Point-per-instance localization data
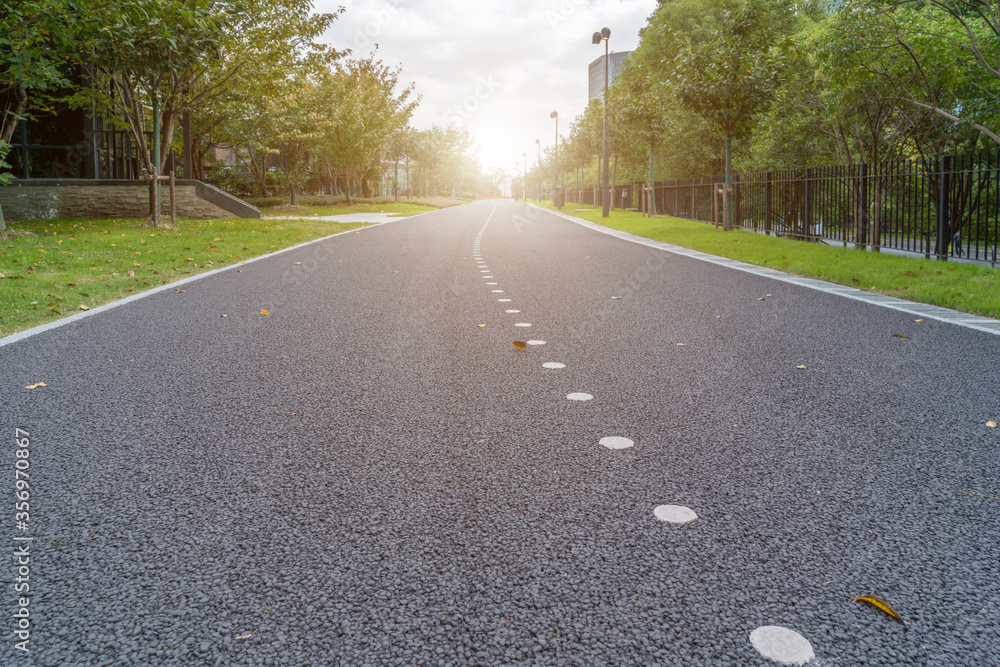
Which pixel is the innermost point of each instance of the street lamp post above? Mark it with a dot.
(598, 38)
(524, 182)
(539, 142)
(555, 178)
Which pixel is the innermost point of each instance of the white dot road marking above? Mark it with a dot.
(616, 442)
(782, 645)
(675, 514)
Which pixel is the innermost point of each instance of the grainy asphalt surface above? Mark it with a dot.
(366, 476)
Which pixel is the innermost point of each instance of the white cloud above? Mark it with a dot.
(498, 68)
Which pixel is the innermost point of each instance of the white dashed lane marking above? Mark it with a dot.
(675, 514)
(782, 645)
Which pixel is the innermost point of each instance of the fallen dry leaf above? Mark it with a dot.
(879, 603)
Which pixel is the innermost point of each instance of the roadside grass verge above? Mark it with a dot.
(965, 287)
(53, 268)
(321, 205)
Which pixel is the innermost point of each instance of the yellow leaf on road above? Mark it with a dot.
(879, 603)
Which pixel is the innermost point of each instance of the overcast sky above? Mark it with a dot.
(498, 68)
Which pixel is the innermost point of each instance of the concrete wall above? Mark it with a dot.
(77, 198)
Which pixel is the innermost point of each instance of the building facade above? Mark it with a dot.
(596, 71)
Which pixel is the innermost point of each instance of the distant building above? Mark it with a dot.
(615, 62)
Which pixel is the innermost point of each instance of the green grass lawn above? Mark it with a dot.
(53, 268)
(965, 287)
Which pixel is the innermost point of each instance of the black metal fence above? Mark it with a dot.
(938, 207)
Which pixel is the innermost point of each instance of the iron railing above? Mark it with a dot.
(937, 207)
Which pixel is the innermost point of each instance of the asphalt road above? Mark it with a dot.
(368, 476)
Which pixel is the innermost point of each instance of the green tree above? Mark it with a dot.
(729, 77)
(40, 41)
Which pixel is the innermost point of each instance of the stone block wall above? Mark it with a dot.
(76, 198)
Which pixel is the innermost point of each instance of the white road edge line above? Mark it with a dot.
(27, 333)
(948, 315)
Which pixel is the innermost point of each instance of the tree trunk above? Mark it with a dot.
(614, 175)
(729, 185)
(651, 209)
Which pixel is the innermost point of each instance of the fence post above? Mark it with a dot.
(807, 214)
(944, 217)
(861, 239)
(768, 178)
(173, 199)
(693, 191)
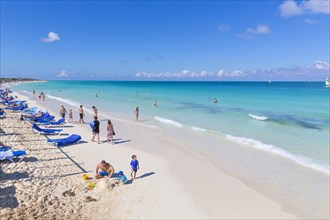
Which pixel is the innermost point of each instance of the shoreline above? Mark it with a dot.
(278, 178)
(190, 187)
(210, 206)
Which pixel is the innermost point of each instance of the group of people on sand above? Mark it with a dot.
(105, 169)
(96, 131)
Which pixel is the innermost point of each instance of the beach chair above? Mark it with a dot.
(30, 111)
(2, 114)
(45, 120)
(73, 139)
(39, 130)
(11, 154)
(60, 122)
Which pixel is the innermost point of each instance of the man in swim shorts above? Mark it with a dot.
(106, 170)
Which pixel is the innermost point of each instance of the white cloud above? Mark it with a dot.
(311, 21)
(291, 8)
(223, 28)
(317, 71)
(235, 73)
(321, 65)
(261, 29)
(51, 37)
(63, 73)
(183, 74)
(317, 6)
(252, 32)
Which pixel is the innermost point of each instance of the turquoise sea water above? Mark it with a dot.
(290, 119)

▸ Exercise aim
When restating the records word for word, omit any picture they contain.

▸ Task response
Which pixel is the innermost point of each instance of the street lamp post above? Mark it with a dot.
(598, 38)
(524, 182)
(539, 142)
(555, 178)
Which pixel is the innermost point of each instance of the white dot road marking above? Mark it with a dot.
(616, 442)
(782, 645)
(675, 514)
Which pixel is the innermost point of each instance of the grainy asphalt surface above? Mark it with a dot.
(366, 476)
Which pixel is the innermost point of each instance of the white cloud above? Mark it with a dot.
(498, 68)
Which pixel is the innermost point of each instance of the white dashed lane marking above? Mark it with a dot.
(675, 514)
(782, 645)
Which pixel is the innermost point of each instance of the fallen dry leaf above? Mark it with a dot.
(879, 603)
Which pixel is the innermost point of each instance of the roadside grass verge above? Mark it with a dot.
(965, 287)
(53, 268)
(321, 205)
Which pixel is the innermost point of each instance of the yellow leaf on road above? Mark it with a dot.
(879, 603)
Which pixel is the innermost point of each instance of the overcast sky above? Mark it with a dot.
(498, 68)
Which pixel is the innermost point of each instance of the concrete wall above? Mark it with a dot.
(77, 198)
Which pixel is the innermost point of each instance of the building facade above? Mark it with a dot.
(596, 71)
Which pixel is the innermost point of each instance of the distant building above? Mark it with a dot.
(615, 62)
Which pixel is the innermost point of each instance of the green grass lawn above? Mark it with a dot.
(53, 268)
(965, 287)
Which pixel is the innermost point of each instance of the black metal fence above? Mark it with a dot.
(938, 207)
Which pixel is the innermost point of each instance of the iron railing above? Mark it with a dot.
(937, 207)
Which pixel is the innermost point of each instance of the asphalt road above? Mark it with a dot.
(368, 476)
Which pixel is the innermost point of each instance of the green tree above? Mark it with a dot.
(729, 77)
(40, 41)
Which pixel is the innermost point of each instance of the stone block wall above? Mark it with a dot.
(76, 198)
Which pixel is the innermost point of each instance of the white road edge line above? Mark it with a dot.
(27, 333)
(948, 315)
Which pixel is the innermost point of each instance of the tree trunk above? Mark it with a dot.
(614, 175)
(729, 185)
(651, 209)
Which pixel is the innermost point of each instance of the fence post above? Mark it with a dot.
(807, 214)
(944, 217)
(861, 239)
(768, 178)
(173, 199)
(693, 191)
Which pixel is the innermost point of each instance of the shoreline above? Mark it with a dot.
(278, 178)
(190, 187)
(210, 206)
Which pixel is the innermost point of each instance of the group of people on sand above? Mark it with a dot.
(105, 169)
(96, 131)
Which pixel is the innermost point of each instance of the beach chair above? Mark it with a dot.
(30, 111)
(2, 114)
(45, 120)
(73, 139)
(39, 130)
(11, 154)
(60, 122)
Which pixel is the innermost point of each instance of the man in swim shorts above? Mark it with a dot.
(106, 170)
Which pixel is the innermost point of each instance of the white cloud above? Mark it with a dot.
(311, 21)
(291, 8)
(223, 28)
(317, 71)
(235, 73)
(321, 65)
(261, 29)
(51, 37)
(63, 73)
(183, 74)
(317, 6)
(252, 32)
Which pixel is the innermost point of each instance of the turquoise sea water above? Mark it with a dot.
(290, 119)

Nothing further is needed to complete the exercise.